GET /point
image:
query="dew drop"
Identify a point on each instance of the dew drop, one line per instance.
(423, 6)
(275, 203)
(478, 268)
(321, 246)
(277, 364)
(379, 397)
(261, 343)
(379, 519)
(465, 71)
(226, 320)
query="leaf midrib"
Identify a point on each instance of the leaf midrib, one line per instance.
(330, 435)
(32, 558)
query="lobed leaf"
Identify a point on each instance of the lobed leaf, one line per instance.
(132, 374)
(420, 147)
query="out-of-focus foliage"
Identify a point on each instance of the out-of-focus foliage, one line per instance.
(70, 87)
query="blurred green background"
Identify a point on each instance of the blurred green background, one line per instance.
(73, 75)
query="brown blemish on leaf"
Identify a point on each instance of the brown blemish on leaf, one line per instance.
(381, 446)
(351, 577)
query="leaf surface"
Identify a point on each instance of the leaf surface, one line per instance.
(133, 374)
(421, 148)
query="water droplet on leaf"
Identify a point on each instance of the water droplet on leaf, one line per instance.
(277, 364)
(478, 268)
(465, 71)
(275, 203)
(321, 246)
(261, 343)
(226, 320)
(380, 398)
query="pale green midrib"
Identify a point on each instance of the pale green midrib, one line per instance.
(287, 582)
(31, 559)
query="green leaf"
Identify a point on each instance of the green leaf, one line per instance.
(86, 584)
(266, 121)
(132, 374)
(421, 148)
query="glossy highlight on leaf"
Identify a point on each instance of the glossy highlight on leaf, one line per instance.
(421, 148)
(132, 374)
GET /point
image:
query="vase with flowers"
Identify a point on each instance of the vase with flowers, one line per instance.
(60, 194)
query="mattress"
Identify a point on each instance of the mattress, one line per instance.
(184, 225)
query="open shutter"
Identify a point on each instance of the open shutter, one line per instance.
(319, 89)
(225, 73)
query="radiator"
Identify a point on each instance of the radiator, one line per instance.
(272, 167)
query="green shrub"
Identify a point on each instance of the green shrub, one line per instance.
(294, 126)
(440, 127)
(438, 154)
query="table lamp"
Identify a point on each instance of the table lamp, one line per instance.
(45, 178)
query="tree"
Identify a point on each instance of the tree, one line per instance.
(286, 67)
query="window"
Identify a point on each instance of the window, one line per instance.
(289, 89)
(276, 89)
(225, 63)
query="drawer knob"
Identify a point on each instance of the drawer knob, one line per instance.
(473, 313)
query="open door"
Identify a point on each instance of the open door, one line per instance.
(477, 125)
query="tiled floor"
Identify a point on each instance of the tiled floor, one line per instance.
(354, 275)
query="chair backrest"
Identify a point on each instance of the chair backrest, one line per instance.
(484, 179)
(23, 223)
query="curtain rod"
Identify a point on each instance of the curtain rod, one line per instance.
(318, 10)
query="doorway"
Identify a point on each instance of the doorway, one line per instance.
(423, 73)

-*-*-

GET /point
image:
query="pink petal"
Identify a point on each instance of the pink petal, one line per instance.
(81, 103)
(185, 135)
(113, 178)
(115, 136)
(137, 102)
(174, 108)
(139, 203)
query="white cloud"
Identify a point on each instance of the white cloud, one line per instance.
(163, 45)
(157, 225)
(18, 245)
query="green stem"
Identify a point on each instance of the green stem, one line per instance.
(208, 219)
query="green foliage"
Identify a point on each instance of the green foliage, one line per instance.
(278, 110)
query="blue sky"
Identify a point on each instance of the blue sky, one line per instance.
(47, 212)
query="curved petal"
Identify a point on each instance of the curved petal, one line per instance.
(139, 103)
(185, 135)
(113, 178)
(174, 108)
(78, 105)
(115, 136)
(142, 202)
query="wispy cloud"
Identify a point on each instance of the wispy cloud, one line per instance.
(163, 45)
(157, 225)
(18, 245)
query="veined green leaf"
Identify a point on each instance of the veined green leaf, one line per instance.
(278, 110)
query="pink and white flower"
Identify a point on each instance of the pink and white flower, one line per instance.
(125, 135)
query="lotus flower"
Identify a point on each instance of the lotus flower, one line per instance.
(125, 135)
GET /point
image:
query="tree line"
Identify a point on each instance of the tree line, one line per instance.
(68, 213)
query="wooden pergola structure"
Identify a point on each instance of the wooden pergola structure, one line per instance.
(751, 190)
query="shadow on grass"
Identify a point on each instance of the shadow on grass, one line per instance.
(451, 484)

-*-*-

→ **Your task**
Filter the entries above down to every line that contains the string "water", and copy those lines. Matching is case-sensitive.

→ **Task answer**
query="water droplet on leaf"
Identify a point on each instance of the water droplet on leaf, one line per instance.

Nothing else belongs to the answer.